→ **WRITTEN INSTRUCTION**
Starting at the line that contains "Expected: the position of each instance of the leaf-covered" and continuing through the last of the rows, write those lines again with "weeping willow tree" changed to "oak tree" and nothing else altered.

→ **RECORD LIST**
** start **

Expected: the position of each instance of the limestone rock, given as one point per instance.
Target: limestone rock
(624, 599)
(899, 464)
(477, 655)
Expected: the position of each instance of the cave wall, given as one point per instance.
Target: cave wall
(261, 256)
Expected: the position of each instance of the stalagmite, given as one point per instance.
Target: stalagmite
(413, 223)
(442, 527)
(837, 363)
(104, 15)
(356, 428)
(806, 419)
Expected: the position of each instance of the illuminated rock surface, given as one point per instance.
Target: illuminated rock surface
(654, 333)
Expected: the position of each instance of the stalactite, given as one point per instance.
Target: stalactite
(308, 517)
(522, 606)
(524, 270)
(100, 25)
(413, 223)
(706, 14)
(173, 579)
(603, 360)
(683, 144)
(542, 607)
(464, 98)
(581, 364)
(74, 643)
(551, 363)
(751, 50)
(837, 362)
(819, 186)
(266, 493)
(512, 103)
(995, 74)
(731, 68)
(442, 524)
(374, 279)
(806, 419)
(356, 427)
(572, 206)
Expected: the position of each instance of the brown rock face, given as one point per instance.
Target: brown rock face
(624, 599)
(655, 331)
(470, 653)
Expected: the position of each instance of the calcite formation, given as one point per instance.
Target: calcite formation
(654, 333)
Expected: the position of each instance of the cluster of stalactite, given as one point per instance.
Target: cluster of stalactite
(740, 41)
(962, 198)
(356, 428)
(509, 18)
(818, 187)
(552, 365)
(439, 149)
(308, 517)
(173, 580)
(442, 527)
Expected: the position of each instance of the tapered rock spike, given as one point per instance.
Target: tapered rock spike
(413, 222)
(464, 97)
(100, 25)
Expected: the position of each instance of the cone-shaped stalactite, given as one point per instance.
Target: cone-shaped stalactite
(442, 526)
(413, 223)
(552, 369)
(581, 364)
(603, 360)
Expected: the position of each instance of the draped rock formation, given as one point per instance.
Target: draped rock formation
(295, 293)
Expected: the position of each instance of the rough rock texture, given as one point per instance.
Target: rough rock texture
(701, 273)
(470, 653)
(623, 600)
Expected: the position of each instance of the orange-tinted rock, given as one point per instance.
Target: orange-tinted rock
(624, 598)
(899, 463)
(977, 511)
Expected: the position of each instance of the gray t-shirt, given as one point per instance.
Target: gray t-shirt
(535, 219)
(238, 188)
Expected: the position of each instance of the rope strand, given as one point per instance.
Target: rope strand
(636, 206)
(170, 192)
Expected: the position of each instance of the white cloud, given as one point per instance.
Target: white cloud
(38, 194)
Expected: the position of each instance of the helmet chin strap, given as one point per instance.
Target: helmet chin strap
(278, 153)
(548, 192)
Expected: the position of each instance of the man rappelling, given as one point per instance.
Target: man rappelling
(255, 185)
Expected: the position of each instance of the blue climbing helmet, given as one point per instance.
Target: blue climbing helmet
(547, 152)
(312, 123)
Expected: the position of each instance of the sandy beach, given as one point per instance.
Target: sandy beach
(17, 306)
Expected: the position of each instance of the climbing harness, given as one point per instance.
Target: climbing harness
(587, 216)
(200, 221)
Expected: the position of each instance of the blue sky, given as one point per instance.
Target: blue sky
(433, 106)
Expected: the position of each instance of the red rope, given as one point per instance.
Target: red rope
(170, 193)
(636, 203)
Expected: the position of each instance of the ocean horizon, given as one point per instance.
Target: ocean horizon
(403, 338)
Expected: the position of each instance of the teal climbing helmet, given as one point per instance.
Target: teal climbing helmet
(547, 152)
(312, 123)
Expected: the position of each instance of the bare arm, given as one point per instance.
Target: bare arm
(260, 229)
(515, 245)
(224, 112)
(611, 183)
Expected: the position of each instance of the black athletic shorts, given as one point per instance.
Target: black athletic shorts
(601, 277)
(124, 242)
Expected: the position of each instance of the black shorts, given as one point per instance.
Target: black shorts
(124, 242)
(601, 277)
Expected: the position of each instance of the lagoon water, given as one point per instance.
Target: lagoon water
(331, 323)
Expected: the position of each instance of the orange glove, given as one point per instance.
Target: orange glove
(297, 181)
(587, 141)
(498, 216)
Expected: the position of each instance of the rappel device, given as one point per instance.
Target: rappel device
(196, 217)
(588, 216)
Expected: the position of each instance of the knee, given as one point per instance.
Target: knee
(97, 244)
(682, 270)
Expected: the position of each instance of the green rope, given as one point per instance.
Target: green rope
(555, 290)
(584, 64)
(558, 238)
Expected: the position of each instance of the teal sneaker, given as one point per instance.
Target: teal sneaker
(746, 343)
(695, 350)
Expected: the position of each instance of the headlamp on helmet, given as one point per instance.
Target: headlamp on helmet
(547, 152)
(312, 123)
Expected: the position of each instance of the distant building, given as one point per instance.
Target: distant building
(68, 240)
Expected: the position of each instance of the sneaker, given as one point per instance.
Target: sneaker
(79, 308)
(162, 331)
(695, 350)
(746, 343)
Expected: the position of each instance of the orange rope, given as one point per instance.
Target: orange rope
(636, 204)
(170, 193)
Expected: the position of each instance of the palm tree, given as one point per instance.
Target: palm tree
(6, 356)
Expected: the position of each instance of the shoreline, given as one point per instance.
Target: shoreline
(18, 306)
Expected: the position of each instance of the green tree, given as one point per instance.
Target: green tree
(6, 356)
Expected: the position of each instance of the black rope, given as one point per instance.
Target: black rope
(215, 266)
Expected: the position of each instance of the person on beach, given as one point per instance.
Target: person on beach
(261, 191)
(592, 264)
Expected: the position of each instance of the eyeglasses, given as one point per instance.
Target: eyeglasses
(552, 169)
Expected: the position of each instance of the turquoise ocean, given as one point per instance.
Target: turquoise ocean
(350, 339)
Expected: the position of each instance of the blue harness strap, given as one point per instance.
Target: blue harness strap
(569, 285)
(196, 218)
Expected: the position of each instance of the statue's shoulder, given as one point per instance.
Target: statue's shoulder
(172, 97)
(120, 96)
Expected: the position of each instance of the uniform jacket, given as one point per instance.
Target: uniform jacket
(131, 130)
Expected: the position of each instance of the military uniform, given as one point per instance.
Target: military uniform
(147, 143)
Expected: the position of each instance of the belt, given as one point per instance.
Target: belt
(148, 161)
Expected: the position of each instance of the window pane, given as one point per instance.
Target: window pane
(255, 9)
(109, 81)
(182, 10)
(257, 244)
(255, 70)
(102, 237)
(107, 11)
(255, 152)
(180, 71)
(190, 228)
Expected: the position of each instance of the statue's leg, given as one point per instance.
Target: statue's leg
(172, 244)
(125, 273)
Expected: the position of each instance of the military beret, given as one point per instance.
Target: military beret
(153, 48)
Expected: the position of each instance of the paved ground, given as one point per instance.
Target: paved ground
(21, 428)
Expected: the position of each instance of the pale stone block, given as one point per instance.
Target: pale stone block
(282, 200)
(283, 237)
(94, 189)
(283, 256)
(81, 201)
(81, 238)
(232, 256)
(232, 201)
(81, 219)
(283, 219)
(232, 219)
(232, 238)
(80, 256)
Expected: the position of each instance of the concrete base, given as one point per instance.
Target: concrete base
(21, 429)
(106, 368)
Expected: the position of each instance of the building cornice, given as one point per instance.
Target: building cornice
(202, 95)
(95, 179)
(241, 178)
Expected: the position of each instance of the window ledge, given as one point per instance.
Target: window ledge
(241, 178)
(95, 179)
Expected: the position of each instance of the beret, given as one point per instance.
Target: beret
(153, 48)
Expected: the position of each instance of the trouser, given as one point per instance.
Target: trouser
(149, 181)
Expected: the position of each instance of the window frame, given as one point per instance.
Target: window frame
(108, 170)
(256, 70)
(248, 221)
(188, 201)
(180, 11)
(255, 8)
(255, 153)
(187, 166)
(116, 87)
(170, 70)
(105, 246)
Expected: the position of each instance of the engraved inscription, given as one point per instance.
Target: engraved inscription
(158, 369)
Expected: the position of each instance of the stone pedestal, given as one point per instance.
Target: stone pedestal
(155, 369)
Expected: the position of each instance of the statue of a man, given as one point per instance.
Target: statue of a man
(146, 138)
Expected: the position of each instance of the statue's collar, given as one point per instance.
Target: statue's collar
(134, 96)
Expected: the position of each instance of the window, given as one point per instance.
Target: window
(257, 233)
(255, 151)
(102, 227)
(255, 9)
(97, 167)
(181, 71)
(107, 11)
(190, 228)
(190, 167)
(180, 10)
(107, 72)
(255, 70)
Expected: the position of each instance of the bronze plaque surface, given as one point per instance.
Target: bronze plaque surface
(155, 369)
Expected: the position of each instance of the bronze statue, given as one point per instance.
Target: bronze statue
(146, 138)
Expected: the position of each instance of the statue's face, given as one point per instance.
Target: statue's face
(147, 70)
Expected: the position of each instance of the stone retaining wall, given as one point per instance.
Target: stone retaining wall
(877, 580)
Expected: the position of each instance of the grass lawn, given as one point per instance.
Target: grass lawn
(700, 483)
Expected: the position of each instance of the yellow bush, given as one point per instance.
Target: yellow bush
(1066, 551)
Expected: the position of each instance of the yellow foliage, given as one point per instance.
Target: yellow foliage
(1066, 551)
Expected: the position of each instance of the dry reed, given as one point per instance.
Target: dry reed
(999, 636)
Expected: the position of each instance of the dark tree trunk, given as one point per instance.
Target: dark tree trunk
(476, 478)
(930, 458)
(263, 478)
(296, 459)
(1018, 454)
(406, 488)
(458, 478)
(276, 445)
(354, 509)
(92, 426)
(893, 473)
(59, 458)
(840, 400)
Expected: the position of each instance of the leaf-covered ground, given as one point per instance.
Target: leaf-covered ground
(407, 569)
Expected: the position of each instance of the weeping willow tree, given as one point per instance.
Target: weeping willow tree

** end **

→ **CORRECT OUTPUT**
Expected: the position of each instance of the leaf-covered ground, given as one point per instance.
Target: leaf-covered ground
(407, 569)
Expected: the position of each instance of the oak tree, given as one point per instance.
Target: oak tree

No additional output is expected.